*Work order 1*
In the page on 2020 events in Vanuatu, who became Prime Minister on 20 April?
*Work order 2*
Print the part of the page on 2020 events in Vanuatu from "Events from 2020" to "had returned negative.".
======== Source text ========
- Decades:: 2000s; 2010s; 2020s;
- See also:: Other events of 2020; Timeline of Vanuatuan history;

= 2020 in Vanuatu =

Events from 2020 in Vanuatu.

== Incumbents ==

- President: Tallis Obed Moses
- Prime Minister: Charlot Salwai (until 20 April) Bob Loughman (from 20 April)

== Events ==
Ongoing – COVID-19 pandemic in Oceania

=== March ===

- 22 March – The country's health authorities confirmed that tests for a resort worker with a suspected case of COVID-19 had returned negative.
- 26 March – President Tallis Obed Moses declared a state of emergency in the country after a tourist on a cruise ship visiting the island of Aneityum had tested positive for the virus.

=== April ===

- 3 April – As a preemptive measure and despite not having any cases, travel restrictions and quarantine measures were put in place for those entering the country.
- 25 April – The country announced that it would be scheduling their Women's Super League cricket final on Saturday and streaming it live on social media.
======== Material supplied ========
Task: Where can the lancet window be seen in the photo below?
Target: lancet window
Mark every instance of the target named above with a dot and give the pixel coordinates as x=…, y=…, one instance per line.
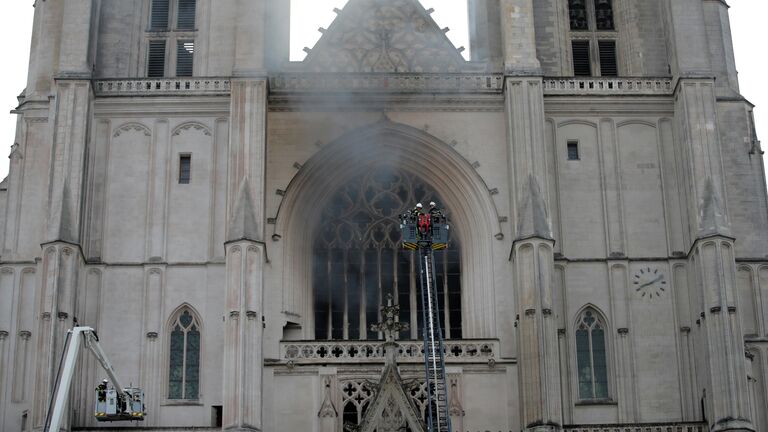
x=358, y=260
x=184, y=361
x=591, y=356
========
*Task result 1*
Bob Loughman

*Task result 2*
Events from 2020 in Vanuatu.

== Incumbents ==

- President: Tallis Obed Moses
- Prime Minister: Charlot Salwai (until 20 April) Bob Loughman (from 20 April)

== Events ==
Ongoing – COVID-19 pandemic in Oceania

=== March ===

- 22 March – The country's health authorities confirmed that tests for a resort worker with a suspected case of COVID-19 had returned negative.